WHAT TO DO.
Copy every line of the data below word for word, changing nothing.
===== LISTING
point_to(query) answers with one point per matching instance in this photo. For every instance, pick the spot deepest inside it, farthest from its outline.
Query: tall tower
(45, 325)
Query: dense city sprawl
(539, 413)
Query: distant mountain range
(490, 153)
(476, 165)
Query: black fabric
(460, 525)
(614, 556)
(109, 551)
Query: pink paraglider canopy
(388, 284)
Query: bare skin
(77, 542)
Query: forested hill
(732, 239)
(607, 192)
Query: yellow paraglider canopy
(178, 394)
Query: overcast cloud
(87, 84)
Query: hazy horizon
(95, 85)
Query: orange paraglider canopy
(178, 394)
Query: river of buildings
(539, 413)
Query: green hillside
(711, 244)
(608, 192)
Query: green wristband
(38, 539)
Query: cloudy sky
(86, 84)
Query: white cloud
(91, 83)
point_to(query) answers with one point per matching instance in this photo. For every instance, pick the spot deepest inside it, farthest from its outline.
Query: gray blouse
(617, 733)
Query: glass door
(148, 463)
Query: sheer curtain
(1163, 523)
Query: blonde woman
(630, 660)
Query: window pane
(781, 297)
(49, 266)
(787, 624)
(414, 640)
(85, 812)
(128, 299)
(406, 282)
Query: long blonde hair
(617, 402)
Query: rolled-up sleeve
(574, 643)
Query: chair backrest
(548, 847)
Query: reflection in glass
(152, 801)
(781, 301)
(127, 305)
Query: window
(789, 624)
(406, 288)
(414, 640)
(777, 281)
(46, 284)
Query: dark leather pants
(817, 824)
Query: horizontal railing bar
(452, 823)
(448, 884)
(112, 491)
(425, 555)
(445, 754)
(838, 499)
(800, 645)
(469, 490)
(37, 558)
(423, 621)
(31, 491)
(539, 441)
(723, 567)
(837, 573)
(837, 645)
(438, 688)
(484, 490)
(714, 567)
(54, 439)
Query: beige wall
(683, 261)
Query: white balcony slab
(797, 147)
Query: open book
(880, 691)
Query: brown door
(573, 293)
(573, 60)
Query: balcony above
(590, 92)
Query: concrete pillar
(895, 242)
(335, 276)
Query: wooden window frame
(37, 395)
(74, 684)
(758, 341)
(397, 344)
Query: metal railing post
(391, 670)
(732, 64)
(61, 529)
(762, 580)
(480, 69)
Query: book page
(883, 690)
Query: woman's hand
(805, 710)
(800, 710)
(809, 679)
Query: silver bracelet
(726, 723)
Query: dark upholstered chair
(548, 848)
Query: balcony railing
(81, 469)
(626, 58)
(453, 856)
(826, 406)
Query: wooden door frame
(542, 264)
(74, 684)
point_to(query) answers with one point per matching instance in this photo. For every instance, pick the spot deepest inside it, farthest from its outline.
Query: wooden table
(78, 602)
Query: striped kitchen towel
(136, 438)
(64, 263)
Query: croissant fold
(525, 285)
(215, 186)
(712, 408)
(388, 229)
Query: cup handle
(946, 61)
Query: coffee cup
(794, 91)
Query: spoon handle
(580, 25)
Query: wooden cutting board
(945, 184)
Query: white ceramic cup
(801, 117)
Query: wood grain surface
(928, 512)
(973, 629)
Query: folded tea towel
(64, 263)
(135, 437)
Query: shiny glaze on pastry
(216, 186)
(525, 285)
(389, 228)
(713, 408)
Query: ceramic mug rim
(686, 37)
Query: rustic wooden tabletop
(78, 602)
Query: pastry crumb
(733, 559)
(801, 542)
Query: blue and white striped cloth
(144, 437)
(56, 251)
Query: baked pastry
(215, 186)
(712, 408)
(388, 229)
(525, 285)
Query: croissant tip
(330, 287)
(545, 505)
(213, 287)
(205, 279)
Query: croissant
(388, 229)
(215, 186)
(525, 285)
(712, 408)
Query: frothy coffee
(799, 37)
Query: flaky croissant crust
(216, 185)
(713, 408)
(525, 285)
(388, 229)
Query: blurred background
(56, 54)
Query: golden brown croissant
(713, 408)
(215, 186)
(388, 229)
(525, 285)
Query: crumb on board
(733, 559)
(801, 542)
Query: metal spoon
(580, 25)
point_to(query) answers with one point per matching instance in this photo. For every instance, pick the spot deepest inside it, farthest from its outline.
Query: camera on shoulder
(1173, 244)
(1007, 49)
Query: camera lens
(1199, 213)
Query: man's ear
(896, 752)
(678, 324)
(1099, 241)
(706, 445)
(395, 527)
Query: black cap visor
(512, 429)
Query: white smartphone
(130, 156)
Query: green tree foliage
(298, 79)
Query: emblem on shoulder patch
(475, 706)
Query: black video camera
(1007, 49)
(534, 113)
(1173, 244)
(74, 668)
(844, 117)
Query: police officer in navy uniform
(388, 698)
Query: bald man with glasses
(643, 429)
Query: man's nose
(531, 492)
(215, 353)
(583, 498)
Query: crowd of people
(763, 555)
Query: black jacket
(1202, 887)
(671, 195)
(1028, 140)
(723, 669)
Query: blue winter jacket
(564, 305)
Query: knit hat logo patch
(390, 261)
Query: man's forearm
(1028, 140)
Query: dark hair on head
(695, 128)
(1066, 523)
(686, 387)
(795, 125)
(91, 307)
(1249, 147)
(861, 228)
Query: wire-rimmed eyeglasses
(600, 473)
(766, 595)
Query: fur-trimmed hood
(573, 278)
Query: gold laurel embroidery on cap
==========
OUTPUT BELOW.
point_to(query) answers with one point per matching instance in this photo. For every instance, pick the spot deepest inside it, farthest from its outline.
Query: tall tower
(45, 325)
Query: dense city sprawl
(539, 413)
Query: distant mountain range
(490, 153)
(476, 165)
Query: black fabric
(460, 525)
(614, 556)
(109, 551)
Query: pink paraglider canopy
(388, 284)
Query: bare skin
(77, 542)
Query: forested hill
(732, 239)
(607, 192)
Query: yellow paraglider canopy
(178, 394)
Query: overcast cloud
(87, 84)
Query: hazy horizon
(95, 85)
Query: orange paraglider canopy
(178, 394)
Query: river of buildings
(539, 413)
Query: green hillside
(711, 244)
(608, 192)
Query: green wristband
(38, 539)
Query: cloudy sky
(86, 84)
Query: white cloud
(91, 83)
point_to(query) answers with one point per matching instance in this photo. For every instance, pick the spot deepest inside it, farthest from its outline.
Query: gray blouse
(617, 733)
Query: glass door
(148, 463)
Query: sheer curtain
(1163, 523)
Query: blonde woman
(630, 660)
Query: window pane
(781, 297)
(49, 266)
(787, 624)
(414, 640)
(85, 812)
(128, 299)
(406, 282)
Query: long blonde hair
(617, 402)
Query: rolled-up sleeve
(574, 643)
Query: chair backrest
(548, 847)
Query: reflection in glass
(152, 801)
(781, 301)
(127, 305)
Query: window
(789, 624)
(406, 288)
(414, 640)
(777, 281)
(46, 284)
Query: dark leather pants
(817, 824)
Query: horizontal railing bar
(452, 823)
(448, 884)
(112, 491)
(425, 555)
(445, 754)
(838, 499)
(800, 645)
(469, 490)
(37, 558)
(423, 621)
(31, 491)
(539, 441)
(723, 567)
(837, 573)
(837, 645)
(438, 688)
(484, 490)
(714, 567)
(54, 439)
Query: beige wall
(683, 261)
Query: white balcony slab
(797, 147)
Query: open book
(880, 691)
Query: brown door
(573, 293)
(573, 60)
Query: balcony above
(590, 92)
Query: concrete pillar
(895, 242)
(335, 276)
Query: wooden window frame
(37, 395)
(74, 684)
(758, 341)
(397, 344)
Query: metal railing post
(391, 670)
(732, 64)
(61, 529)
(762, 580)
(480, 69)
Query: book page
(883, 690)
Query: woman's hand
(805, 710)
(800, 710)
(809, 679)
Query: silver bracelet
(726, 723)
Query: dark upholstered chair
(548, 848)
Query: balcony railing
(81, 469)
(626, 58)
(453, 856)
(826, 406)
Query: wooden door frame
(542, 264)
(74, 684)
point_to(query) answers with one point per matching instance in this photo. For every instance, pick the spot deepest inside it, farthest from its outline.
Query: wooden table
(78, 602)
Query: striped kitchen towel
(136, 438)
(64, 263)
Query: croissant fold
(525, 285)
(215, 186)
(712, 408)
(388, 229)
Query: cup handle
(946, 61)
Query: coffee cup
(794, 91)
Query: spoon handle
(580, 25)
Query: wooden cutting board
(945, 184)
Query: white ceramic cup
(801, 117)
Query: wood grain surface
(928, 512)
(973, 629)
Query: folded tea towel
(64, 263)
(135, 437)
Query: shiny glaze on pastry
(216, 186)
(525, 285)
(389, 228)
(713, 408)
Query: ceramic mug rim
(686, 37)
Query: rustic wooden tabletop
(78, 602)
Query: pastry crumb
(733, 559)
(801, 542)
Query: blue and white striped cloth
(144, 437)
(56, 251)
Query: baked pastry
(215, 186)
(712, 408)
(388, 229)
(525, 285)
Query: croissant tip
(330, 287)
(545, 505)
(213, 287)
(205, 279)
Query: croissant
(388, 229)
(215, 186)
(525, 285)
(712, 408)
Query: frothy coffee
(799, 37)
Query: flaky croissant crust
(216, 185)
(713, 408)
(525, 285)
(388, 229)
Query: blurred background
(56, 54)
Query: golden brown croissant
(713, 408)
(215, 186)
(388, 229)
(525, 285)
Query: crumb on board
(733, 559)
(801, 542)
Query: metal spoon
(580, 25)
point_to(query) answers with one point per matching instance in this photo. For every instance, pick the spot deepest inside it, farthest from its outline.
Query: camera on shoulder
(1173, 244)
(1007, 49)
Query: camera lens
(1199, 213)
Query: man's ear
(896, 752)
(678, 324)
(1099, 241)
(706, 445)
(395, 527)
Query: black cap visor
(512, 429)
Query: white smartphone
(130, 156)
Query: green tree foliage
(298, 79)
Query: emblem on shoulder patch
(475, 706)
Query: black video camera
(1007, 49)
(534, 113)
(1173, 244)
(74, 668)
(844, 117)
Query: police officer in navy uniform
(388, 698)
Query: bald man with glasses
(643, 429)
Query: man's nose
(531, 492)
(215, 353)
(583, 498)
Query: crowd of people
(763, 555)
Query: black jacket
(1202, 887)
(671, 195)
(1028, 140)
(723, 669)
Query: blue winter jacket
(564, 305)
Query: knit hat logo patch
(390, 261)
Query: man's forearm
(1028, 140)
Query: dark hair on head
(695, 128)
(1066, 523)
(686, 387)
(795, 125)
(91, 307)
(1249, 147)
(861, 228)
Query: wire-rimmed eyeglasses
(600, 473)
(766, 595)
Query: fur-trimmed hood
(573, 278)
Query: gold laurel embroidery on cap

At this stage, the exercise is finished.